From e1f77c5b17bb119967cc66ff60bc32ec5a1e03f3 Mon Sep 17 00:00:00 2001
From: YasinOnm08 <onmazyasin4@gmail.com>
Date: Fri, 27 Sep 2024 10:57:18 +0200
Subject: [PATCH 2/4] voice recognition progress 1

---
 app/backend/InputOutputHandler.tsx | 56 +++++++++++++++++++++++++-----
 app/layout.tsx                     |  2 +-
 2 files changed, 49 insertions(+), 9 deletions(-)

diff --git a/app/backend/InputOutputHandler.tsx b/app/backend/InputOutputHandler.tsx
index 1316901..fa8dcf6 100644
--- a/app/backend/InputOutputHandler.tsx
+++ b/app/backend/InputOutputHandler.tsx
@@ -1,11 +1,13 @@
 "use client"
-import React, { useEffect, useRef, useState } from "react";
+import React, { use, useEffect, useRef, useState } from "react";
 import ConversationFrontend from "../components/ConversationFrontend";
 import InputFrontend from "../components/InputFrontend";
 import VoiceSend from "./voice_backend"

» **Extracted data**
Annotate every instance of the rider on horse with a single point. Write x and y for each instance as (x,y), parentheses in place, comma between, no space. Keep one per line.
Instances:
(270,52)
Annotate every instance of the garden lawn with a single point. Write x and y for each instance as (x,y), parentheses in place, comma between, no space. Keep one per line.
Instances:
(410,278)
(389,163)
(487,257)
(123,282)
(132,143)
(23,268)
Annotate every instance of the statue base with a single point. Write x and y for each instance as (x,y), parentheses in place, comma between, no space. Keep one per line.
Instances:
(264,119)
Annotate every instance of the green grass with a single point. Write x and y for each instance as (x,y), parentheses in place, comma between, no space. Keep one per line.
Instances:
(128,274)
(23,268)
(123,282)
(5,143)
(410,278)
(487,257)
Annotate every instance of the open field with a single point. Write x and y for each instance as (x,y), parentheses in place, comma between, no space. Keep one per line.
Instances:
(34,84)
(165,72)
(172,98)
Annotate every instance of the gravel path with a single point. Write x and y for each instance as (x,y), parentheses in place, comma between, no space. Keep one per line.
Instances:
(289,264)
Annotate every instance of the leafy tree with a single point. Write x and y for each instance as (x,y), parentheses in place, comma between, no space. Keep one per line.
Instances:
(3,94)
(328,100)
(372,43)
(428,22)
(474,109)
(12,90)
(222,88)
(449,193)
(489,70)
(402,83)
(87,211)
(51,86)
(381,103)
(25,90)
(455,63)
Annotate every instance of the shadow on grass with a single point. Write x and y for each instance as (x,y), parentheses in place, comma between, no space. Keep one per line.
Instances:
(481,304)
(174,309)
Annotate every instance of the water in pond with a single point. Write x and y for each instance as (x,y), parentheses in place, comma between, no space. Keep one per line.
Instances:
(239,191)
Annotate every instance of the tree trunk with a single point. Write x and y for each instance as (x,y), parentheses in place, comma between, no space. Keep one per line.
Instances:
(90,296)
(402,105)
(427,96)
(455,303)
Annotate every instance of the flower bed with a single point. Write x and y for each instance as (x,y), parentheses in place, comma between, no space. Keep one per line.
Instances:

» **Written exercise 1**
In the patch, what subject line is given?
» **Written exercise 2**
List every name imported from "react" on the added import line of the patch.
» **Written exercise 3**
Extend the patch past its last import line with the further lines of the diff.

» **Reply 1**
[PATCH 2/4] voice recognition progress 1

» **Reply 2**
React, use, useEffect, useRef, useState

» **Reply 3**
 import { AudioRecorder } from "./AudioRecorder";
 import axios from "axios";
 import { resolve } from "path";
+import { FFmpeg } from "@ffmpeg/ffmpeg";
+import { fetchFile, toBlobURL } from "@ffmpeg/util"
 
 
 const InputOutputBackend: React.FC = () => {
@@ -125,6 +127,17 @@ const InputOutputBackend: React.FC = () => {
     });
   };
 
+  /* Variables for System-prompt */
+  const [preferredCurrency, setPreferredCurrency] = useState(localStorage.getItem("preferredCurrency") || "")
+  const [preferredLanguage, setPreferredLanguage] = useState(localStorage.getItem("preferredLanguage") || "")
+  const [timeFormat, setTimeFormat] = useState(localStorage.getItem("timeFormat") || "")
+  const [preferredMeasurement, setPreferredMeasurement] = useState(localStorage.getItem("preferredMeasurement") || "")
+  const [timeZone, setTimeZone] = useState(localStorage.getItem("timeZone") || "")
+  const [dateFormat, setDateFormat] = useState(localStorage.getItem("dateFormat") || "")
+
+  useEffect(() => {
+    
+  },[preferredCurrency, preferredLanguage, timeFormat, preferredMeasurement, timeZone, dateFormat])
 
   const addMessage = (role: string, content: string) => {
     setMessages(previous => [...previous, { role, content }])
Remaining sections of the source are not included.